▶ **GIVEN INFORMATION**
=== Begin Enclosure ===

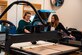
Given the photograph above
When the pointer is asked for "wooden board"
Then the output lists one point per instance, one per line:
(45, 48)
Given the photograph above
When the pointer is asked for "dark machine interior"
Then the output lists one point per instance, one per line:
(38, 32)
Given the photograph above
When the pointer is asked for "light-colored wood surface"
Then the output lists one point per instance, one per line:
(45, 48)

=== End Enclosure ===
=== Begin Enclosure ===

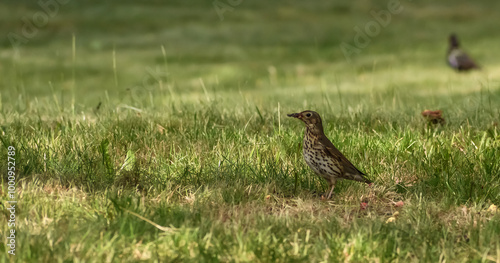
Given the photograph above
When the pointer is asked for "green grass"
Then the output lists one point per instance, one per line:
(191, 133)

=== End Enclosure ===
=== Begin Enclosure ===

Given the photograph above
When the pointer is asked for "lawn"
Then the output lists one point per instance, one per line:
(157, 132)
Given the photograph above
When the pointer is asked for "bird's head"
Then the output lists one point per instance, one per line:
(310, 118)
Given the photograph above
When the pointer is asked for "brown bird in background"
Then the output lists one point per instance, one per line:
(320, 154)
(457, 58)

=== End Enclosure ===

▶ **TASK DIRECTIONS**
Out of the records above, pick each line that contains the string "When".

▶ **TASK RESULT**
When the pointer is asked for "wooden board"
When the pointer is asked for "dark machine interior"
When the pointer is asked for "light-colored wood surface"
When the pointer is asked for "green grass"
When the pointer is asked for "lawn"
When the pointer is asked for "bird's head"
When the pointer is asked for "brown bird in background"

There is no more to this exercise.